**ASSIGNMENT A:**
Reproduce word for word everything in the topic descriptions from "Anger & Related" down to "another outside force.".
**ASSIGNMENT B:**
In the topic descriptions, what share of children and adolescents suffer from depression at any given time?

**SELECTED EXCERPT:**
Anger & Related Issues
Anger is an emotion. The physical effects of anger include increased heart rate, blood pressure, and levels of adrenaline and noradrenaline. Some view anger as part of the fight or flight brain response to the perceived threat of harm. Anger becomes the predominant feeling behaviorally, cognitively, and physiologically when a person makes the conscious choice to take action to immediately stop the threatening behavior of another outside force.
Anxiety
Anxiety is a psychological and physiological state characterized by cognitive, somatic, emotional, and behavioral components. These components combine to create an unpleasant feeling that is typically associated with uneasiness, apprehension, fear, or worry.
Behavioral Home Contracts
Blended Family Challenges
A blended family or reconstituted family, is a family in which one or both members of the couple have children from a previous relationship. The member of the couple to whom the child is not biologically related is the stepparent, specifically the stepmother or stepfather.
Depression
Child depression is a mental illness in which a child feels worthless and is generally sad for a long time each day. About 5 percent of children and adolescents suffer from depression at any given time.
Eating Disorders
An eating disorder is characterized by abnormal eating habits that may involve either insufficient or excessive food intake to the detriment of an individual’s physical and emotional health. The causes of eating disorders are complex and not yet fully understood.
Grief-Loss
Grief is a multi-faceted response to loss, particularly to the loss of someone or something to which a bond was formed. Although conventionally focused on the emotional response to loss, it also has physical, cognitive, behavioral, social, and philosophical dimensions.

**GIVEN ENTRIES:**
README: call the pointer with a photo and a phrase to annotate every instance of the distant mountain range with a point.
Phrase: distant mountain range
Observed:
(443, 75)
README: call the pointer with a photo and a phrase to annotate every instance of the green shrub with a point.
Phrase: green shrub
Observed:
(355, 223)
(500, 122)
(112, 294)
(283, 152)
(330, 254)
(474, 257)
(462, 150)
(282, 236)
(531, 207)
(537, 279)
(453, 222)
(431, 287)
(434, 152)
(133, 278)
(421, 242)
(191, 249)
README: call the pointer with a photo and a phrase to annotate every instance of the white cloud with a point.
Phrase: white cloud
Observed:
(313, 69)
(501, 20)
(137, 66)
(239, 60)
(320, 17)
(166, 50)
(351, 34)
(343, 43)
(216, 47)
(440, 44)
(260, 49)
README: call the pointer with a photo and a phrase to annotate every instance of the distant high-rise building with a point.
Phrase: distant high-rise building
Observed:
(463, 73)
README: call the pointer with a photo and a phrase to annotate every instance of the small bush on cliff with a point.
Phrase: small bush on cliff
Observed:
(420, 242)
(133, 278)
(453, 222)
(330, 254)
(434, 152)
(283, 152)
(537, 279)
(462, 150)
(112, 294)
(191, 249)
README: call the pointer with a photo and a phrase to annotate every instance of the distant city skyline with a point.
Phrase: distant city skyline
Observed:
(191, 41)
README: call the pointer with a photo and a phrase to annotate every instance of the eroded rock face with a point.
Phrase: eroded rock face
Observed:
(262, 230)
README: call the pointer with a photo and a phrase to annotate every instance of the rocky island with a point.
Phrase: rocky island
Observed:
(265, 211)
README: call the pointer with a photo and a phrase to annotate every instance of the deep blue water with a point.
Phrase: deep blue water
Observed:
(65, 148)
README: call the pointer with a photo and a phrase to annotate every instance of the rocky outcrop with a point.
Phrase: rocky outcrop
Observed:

**EXERCISE ANSWER A:**
Anger & Related Issues
Anger is an emotion. The physical effects of anger include increased heart rate, blood pressure, and levels of adrenaline and noradrenaline. Some view anger as part of the fight or flight brain response to the perceived threat of harm. Anger becomes the predominant feeling behaviorally, cognitively, and physiologically when a person makes the conscious choice to take action to immediately stop the threatening behavior of another outside force.

**EXERCISE ANSWER B:**
About 5 percent.